— Start DATASET RECORDS —
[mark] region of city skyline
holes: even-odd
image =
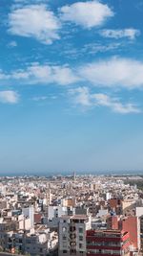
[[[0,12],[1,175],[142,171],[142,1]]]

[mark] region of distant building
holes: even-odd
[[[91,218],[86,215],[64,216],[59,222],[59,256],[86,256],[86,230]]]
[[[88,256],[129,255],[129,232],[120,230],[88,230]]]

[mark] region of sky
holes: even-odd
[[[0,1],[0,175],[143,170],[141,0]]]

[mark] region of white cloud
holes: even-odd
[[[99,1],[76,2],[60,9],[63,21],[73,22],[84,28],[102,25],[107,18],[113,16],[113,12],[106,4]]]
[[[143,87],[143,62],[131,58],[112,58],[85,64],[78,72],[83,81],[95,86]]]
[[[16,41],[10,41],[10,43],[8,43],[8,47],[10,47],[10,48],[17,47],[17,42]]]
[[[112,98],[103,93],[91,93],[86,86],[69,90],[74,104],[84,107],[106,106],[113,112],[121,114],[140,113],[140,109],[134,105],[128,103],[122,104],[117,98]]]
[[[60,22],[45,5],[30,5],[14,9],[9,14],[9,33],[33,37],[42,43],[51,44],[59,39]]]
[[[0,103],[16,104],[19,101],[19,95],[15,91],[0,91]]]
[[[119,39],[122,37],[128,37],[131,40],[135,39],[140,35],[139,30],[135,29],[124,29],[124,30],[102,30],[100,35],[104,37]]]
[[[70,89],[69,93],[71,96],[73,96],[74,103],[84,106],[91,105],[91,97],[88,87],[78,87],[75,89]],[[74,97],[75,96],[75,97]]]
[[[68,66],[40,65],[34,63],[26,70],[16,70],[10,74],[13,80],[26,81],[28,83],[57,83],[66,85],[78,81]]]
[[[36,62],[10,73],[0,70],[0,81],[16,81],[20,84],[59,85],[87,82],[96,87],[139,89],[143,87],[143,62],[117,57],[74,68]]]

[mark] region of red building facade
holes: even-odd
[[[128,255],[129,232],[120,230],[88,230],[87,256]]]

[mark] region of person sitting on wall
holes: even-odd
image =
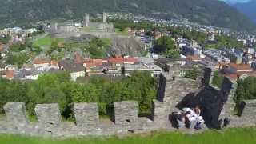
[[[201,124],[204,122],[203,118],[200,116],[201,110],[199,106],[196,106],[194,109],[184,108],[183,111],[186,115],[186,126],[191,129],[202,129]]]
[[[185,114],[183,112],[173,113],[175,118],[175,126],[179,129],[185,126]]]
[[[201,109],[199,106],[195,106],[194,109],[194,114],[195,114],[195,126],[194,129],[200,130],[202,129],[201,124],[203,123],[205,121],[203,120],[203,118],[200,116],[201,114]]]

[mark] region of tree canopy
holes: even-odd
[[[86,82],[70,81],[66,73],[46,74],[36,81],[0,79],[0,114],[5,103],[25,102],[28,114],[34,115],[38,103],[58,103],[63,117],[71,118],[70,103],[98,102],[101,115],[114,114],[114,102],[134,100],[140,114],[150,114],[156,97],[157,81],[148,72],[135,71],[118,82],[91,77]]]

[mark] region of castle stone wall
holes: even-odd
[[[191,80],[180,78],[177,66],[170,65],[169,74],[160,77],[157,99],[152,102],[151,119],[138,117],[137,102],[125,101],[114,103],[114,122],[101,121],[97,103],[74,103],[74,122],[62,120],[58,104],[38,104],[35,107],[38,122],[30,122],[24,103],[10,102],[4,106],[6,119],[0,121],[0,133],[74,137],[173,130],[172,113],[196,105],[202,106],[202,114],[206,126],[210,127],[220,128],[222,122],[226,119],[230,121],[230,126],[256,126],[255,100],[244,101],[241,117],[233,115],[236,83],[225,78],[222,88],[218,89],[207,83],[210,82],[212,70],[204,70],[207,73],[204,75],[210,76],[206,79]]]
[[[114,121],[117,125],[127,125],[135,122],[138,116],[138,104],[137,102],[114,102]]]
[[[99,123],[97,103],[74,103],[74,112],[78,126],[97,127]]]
— End DATASET RECORDS —
- WHAT IS ASKED:
Copy all of the entries above line for line, leaving out the pictures.

- RESPONSE TO THIS EXERCISE:
[mark] region of city skyline
holes: even-odd
image =
[[[0,12],[1,175],[142,171],[142,1]]]

[mark] region of distant building
holes: even-odd
[[[91,218],[86,215],[64,216],[59,222],[59,256],[86,256],[86,230]]]
[[[88,256],[129,255],[129,232],[120,230],[88,230]]]

[mark] region of sky
holes: even-odd
[[[0,1],[0,175],[143,170],[141,0]]]

[mark] region of white cloud
holes: even-odd
[[[99,1],[76,2],[60,9],[63,21],[73,22],[84,28],[102,25],[107,18],[113,16],[113,12],[106,4]]]
[[[143,87],[143,62],[131,58],[112,58],[85,64],[78,72],[83,81],[95,86]]]
[[[16,41],[10,41],[10,43],[8,43],[8,47],[10,47],[10,48],[17,47],[17,42]]]
[[[112,98],[103,93],[91,93],[86,86],[69,90],[74,104],[84,107],[106,106],[113,112],[121,114],[140,113],[140,109],[134,105],[128,103],[122,104],[117,98]]]
[[[60,22],[45,5],[30,5],[14,9],[9,14],[9,33],[33,37],[42,43],[51,44],[59,39]]]
[[[0,103],[16,104],[19,101],[19,95],[15,91],[0,91]]]
[[[119,39],[122,37],[128,37],[131,40],[135,39],[140,35],[139,30],[135,29],[124,29],[124,30],[102,30],[100,35],[104,37]]]
[[[70,89],[69,93],[71,96],[73,96],[74,103],[84,106],[91,105],[91,97],[88,87],[78,87],[75,89]],[[74,97],[75,96],[75,97]]]
[[[68,66],[40,65],[34,63],[26,70],[16,70],[10,74],[13,80],[26,81],[28,83],[57,83],[66,85],[78,81]]]
[[[36,62],[10,73],[0,70],[0,81],[16,81],[20,84],[59,85],[87,82],[96,87],[139,89],[143,87],[143,62],[117,57],[74,68]]]

[mark] region of red building facade
holes: even-odd
[[[128,255],[129,232],[120,230],[88,230],[87,256]]]

[mark] region of person sitting on wall
holes: even-odd
image =
[[[201,124],[204,122],[203,118],[200,116],[201,110],[199,106],[196,106],[194,109],[184,108],[183,111],[186,115],[186,126],[191,129],[202,129]]]
[[[185,114],[183,112],[173,113],[175,118],[175,126],[179,129],[185,126]]]
[[[201,109],[199,106],[195,106],[194,109],[194,114],[195,114],[195,126],[194,129],[200,130],[202,129],[201,124],[203,123],[205,121],[203,120],[203,118],[200,116],[201,114]]]

[mark] region of tree canopy
holes: even-odd
[[[86,82],[70,81],[66,73],[46,74],[36,81],[0,79],[0,114],[5,103],[25,102],[28,114],[34,115],[38,103],[58,103],[63,117],[71,118],[70,103],[98,102],[101,115],[114,114],[114,102],[134,100],[140,114],[150,114],[156,97],[157,81],[148,72],[135,71],[118,82],[91,77]]]

[mark] region of castle stone wall
holes: even-odd
[[[191,80],[180,78],[177,66],[170,65],[169,74],[160,77],[157,99],[152,102],[151,119],[138,117],[137,102],[125,101],[114,103],[114,122],[101,121],[97,103],[74,103],[74,122],[62,120],[58,104],[38,104],[35,107],[38,122],[30,122],[24,103],[10,102],[4,106],[6,119],[0,121],[0,133],[74,137],[173,130],[172,113],[196,105],[202,106],[202,114],[206,126],[210,127],[220,128],[222,122],[226,119],[230,121],[230,126],[256,126],[255,100],[244,101],[241,117],[233,115],[236,83],[225,78],[222,88],[218,89],[207,83],[210,82],[212,70],[204,70],[207,73],[204,75],[210,76],[206,79]]]
[[[114,121],[117,125],[127,125],[135,122],[138,116],[138,104],[137,102],[114,102]]]
[[[99,123],[97,103],[74,103],[74,112],[78,126],[97,127]]]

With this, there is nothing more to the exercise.